Short problem:
Filter the items below, copying out every line that contains the string "curtain". Treat the match as case-sensitive.

Input rows:

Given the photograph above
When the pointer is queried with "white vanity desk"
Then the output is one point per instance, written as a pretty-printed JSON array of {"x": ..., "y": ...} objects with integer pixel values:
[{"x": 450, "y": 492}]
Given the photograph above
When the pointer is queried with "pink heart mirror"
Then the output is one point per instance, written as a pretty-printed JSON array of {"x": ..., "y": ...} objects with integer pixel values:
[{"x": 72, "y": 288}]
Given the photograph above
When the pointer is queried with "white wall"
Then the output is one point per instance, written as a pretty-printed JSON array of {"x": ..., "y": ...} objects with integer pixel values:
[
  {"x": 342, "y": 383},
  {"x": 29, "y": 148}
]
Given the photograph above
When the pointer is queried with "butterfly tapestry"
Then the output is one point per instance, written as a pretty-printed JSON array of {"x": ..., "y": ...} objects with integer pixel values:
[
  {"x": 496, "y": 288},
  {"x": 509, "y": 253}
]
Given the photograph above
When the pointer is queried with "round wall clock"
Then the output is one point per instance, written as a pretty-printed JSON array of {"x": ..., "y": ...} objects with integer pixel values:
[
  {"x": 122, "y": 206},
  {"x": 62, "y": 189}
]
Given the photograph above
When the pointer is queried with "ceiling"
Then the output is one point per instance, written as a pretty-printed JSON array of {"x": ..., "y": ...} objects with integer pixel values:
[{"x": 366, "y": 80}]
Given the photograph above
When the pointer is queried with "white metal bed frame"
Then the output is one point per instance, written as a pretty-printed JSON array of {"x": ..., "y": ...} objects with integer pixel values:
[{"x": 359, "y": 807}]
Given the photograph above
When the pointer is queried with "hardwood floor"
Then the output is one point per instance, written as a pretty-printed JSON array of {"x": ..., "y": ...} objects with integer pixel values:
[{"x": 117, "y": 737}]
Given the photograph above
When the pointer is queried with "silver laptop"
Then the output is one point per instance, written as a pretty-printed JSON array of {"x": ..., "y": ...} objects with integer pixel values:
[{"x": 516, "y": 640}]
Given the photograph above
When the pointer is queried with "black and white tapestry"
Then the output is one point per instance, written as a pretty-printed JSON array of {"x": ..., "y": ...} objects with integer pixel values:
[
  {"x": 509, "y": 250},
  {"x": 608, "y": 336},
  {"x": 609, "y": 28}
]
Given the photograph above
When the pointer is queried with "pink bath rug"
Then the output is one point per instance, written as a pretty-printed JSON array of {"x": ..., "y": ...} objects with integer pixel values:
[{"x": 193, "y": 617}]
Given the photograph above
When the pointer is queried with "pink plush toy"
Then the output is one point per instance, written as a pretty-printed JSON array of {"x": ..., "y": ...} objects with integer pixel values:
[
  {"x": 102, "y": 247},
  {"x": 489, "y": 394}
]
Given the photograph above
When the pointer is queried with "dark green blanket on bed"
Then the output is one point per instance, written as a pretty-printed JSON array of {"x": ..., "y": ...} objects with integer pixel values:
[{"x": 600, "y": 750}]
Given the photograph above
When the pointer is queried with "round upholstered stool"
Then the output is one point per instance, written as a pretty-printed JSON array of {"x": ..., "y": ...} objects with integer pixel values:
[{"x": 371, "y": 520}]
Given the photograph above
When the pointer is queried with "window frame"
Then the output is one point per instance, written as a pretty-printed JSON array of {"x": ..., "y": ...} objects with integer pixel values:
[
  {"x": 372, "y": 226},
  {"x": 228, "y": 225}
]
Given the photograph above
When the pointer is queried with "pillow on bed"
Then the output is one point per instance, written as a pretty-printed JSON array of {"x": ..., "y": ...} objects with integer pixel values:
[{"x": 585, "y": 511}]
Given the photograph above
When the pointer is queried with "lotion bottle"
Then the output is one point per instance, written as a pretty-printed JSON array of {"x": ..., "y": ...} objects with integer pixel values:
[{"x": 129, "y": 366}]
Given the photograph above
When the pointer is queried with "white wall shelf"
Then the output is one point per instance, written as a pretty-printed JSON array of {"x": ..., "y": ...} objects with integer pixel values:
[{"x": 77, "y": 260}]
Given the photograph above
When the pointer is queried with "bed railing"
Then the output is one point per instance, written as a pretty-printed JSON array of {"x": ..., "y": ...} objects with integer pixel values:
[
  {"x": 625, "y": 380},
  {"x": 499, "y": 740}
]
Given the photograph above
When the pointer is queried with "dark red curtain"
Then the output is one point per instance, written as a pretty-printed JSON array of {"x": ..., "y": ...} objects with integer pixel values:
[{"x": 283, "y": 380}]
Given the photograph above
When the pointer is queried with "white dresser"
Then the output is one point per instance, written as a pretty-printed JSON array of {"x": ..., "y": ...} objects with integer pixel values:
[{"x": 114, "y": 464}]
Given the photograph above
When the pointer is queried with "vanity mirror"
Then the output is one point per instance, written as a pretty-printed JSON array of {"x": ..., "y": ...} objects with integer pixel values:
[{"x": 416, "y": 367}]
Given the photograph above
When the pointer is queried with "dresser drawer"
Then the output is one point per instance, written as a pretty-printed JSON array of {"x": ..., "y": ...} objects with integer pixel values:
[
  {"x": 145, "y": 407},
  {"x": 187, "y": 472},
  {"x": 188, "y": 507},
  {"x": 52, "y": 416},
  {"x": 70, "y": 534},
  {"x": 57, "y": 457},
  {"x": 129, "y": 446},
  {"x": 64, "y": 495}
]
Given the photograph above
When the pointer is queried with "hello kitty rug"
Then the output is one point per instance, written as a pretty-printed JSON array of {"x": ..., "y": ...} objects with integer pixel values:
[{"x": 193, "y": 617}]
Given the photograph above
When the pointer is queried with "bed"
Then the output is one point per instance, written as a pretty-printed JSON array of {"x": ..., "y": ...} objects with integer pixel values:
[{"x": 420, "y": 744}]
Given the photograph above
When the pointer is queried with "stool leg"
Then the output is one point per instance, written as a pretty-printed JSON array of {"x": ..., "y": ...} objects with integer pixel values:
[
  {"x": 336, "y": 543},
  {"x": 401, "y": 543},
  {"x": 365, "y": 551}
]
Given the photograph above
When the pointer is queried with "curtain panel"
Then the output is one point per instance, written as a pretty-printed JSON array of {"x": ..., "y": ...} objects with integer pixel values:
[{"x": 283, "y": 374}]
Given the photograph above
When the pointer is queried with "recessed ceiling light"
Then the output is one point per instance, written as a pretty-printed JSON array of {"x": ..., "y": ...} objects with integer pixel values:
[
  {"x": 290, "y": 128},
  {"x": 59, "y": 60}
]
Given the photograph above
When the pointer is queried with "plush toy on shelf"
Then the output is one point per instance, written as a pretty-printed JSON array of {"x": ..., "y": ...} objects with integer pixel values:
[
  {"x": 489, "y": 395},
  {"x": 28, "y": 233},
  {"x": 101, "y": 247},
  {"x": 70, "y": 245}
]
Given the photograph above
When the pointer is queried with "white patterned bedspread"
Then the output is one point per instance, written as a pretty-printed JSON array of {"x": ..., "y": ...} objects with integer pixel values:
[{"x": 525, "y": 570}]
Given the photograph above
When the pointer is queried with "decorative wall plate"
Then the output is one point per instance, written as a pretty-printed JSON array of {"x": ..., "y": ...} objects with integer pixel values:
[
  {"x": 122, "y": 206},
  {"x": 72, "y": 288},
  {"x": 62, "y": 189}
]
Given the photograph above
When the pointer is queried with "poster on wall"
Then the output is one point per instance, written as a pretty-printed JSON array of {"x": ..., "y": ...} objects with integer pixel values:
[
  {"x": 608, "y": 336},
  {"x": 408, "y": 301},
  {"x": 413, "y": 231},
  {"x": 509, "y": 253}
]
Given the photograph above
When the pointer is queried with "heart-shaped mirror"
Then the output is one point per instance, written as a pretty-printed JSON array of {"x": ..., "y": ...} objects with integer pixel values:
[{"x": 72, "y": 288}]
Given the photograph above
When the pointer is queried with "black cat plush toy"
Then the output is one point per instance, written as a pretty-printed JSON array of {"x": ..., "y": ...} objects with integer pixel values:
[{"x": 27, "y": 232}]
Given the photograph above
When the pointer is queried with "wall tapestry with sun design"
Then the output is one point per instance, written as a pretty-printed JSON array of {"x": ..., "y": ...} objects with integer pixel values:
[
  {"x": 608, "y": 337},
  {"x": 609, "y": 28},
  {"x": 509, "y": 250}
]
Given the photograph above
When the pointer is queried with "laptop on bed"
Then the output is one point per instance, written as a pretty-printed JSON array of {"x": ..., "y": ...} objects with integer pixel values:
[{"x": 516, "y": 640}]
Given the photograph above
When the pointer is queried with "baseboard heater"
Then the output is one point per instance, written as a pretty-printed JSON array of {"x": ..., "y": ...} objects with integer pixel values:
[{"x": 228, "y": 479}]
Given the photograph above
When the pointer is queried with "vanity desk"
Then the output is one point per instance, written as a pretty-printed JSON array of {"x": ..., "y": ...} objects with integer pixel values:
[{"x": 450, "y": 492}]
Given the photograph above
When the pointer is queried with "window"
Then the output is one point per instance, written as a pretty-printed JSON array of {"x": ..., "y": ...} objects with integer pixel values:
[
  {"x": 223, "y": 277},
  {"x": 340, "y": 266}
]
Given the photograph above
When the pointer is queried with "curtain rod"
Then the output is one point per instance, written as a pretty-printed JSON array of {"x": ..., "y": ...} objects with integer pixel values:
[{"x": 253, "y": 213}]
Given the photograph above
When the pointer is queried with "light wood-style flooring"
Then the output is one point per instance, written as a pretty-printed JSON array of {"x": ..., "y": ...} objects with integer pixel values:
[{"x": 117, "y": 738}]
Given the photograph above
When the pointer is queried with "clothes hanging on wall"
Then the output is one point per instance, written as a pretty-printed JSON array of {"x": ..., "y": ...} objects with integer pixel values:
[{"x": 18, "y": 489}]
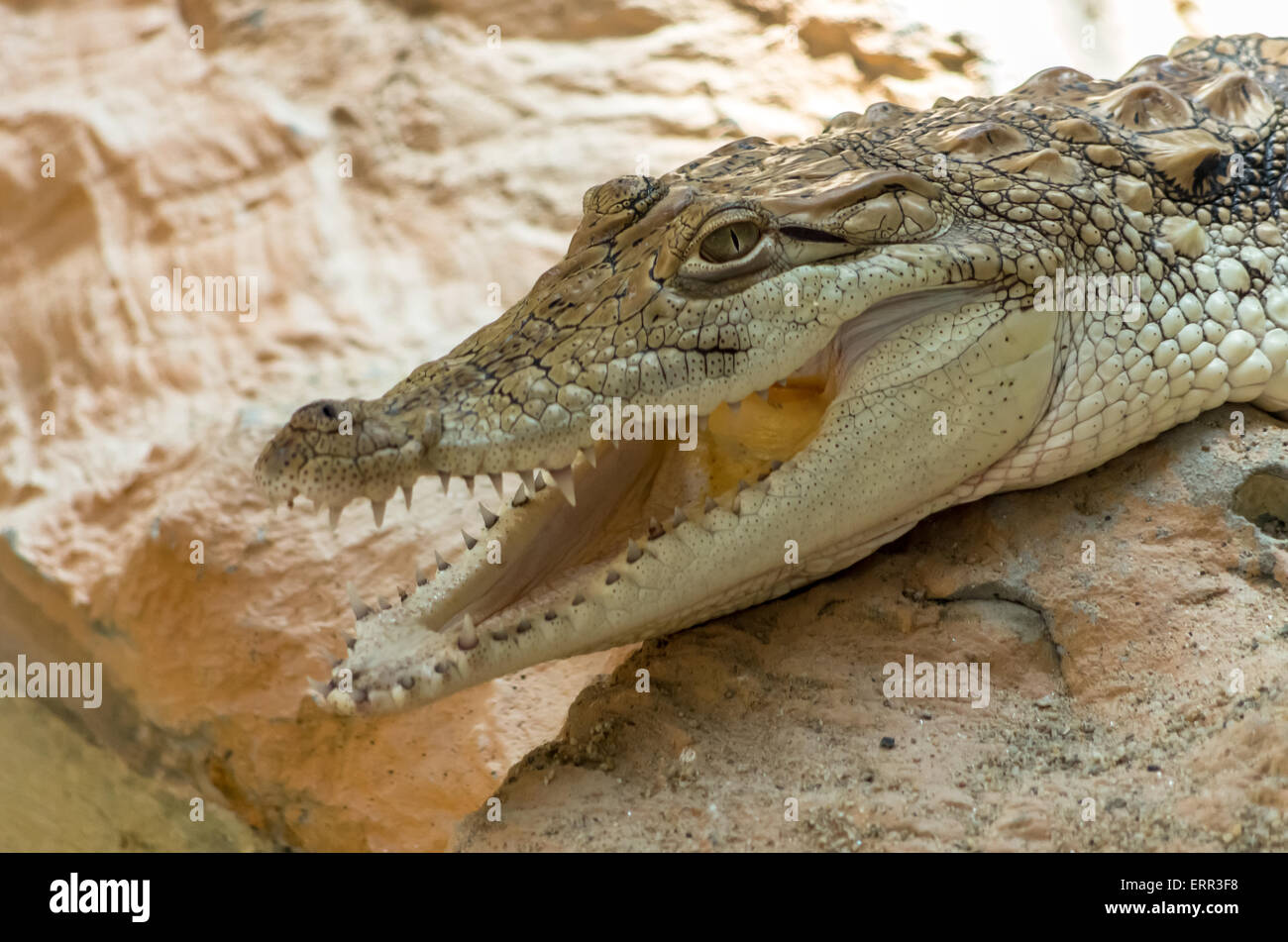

Final result:
When the pointer is queried with "dark red curtain"
When the pointer is queried with "curtain panel"
When the pointer is queried with "curtain rod"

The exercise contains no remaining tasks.